REQUIREMENTS: Please pick out every line in the rows below that contains the word "pink", and copy each one.

INPUT:
┌──

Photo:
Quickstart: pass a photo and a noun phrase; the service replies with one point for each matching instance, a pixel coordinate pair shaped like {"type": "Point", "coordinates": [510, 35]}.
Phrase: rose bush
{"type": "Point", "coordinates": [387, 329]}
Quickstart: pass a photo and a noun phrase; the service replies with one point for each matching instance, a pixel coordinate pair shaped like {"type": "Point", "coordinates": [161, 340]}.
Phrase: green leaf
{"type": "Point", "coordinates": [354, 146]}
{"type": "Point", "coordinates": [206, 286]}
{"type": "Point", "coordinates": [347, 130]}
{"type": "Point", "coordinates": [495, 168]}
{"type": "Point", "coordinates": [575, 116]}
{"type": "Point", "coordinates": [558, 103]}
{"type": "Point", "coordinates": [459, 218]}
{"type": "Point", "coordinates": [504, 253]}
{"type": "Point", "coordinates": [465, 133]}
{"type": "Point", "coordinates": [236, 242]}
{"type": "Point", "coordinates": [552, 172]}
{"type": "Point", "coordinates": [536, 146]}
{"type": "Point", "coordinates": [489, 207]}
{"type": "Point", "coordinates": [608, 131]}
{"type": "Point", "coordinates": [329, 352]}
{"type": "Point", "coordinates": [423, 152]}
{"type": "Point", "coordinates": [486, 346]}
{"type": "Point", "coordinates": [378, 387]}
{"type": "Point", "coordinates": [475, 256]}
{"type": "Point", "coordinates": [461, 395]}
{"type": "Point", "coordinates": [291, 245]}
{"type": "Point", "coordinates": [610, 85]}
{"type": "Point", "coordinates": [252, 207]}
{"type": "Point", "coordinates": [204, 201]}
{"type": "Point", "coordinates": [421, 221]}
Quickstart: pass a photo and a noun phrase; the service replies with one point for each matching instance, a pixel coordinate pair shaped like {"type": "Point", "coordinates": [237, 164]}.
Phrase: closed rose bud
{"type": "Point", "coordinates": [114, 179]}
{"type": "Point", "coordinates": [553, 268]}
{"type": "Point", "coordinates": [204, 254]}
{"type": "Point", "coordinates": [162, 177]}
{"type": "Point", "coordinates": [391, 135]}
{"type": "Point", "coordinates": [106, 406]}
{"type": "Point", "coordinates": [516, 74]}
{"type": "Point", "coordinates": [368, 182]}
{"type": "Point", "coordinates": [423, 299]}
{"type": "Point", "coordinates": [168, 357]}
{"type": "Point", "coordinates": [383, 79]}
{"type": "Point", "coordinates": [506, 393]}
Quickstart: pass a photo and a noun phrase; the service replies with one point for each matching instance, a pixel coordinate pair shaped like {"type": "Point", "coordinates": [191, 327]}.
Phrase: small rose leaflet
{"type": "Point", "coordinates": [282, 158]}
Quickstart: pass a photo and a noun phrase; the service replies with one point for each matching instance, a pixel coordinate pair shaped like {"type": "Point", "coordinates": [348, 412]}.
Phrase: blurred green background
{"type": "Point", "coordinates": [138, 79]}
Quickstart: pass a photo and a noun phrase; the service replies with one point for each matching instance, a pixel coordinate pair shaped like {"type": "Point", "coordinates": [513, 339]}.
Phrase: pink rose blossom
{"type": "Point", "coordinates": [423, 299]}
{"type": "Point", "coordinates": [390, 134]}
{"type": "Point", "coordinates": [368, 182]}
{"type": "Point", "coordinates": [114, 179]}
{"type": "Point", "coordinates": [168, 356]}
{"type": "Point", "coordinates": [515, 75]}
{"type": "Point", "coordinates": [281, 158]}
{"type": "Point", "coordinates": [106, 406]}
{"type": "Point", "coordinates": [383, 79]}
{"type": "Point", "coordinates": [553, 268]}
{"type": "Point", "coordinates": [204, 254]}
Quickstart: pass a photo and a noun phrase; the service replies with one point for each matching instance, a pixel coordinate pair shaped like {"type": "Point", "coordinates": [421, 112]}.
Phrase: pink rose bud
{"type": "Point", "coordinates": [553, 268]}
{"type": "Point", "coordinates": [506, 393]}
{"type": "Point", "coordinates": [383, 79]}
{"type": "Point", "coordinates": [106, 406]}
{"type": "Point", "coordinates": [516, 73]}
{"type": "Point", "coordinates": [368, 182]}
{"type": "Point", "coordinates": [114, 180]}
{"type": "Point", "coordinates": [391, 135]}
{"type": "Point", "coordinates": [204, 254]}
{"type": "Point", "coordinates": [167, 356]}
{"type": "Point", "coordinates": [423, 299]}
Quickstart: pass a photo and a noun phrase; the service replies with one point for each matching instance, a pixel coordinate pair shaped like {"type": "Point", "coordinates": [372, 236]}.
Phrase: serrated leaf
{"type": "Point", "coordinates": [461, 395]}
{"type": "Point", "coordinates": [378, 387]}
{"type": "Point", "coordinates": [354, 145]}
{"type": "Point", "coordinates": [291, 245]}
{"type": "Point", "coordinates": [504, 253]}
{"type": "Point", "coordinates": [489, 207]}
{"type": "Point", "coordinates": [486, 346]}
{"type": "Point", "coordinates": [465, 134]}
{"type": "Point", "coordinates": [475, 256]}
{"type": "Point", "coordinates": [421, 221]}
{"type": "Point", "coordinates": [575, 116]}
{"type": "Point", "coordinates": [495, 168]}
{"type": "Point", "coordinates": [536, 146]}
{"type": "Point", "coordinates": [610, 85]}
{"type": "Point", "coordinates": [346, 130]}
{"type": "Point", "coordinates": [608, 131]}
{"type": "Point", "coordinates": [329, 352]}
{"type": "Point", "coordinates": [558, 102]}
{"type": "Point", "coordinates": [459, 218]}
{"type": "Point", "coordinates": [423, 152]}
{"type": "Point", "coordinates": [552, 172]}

└──

THE RESPONSE:
Phrase: pink rose blossom
Phrase: pink rose bud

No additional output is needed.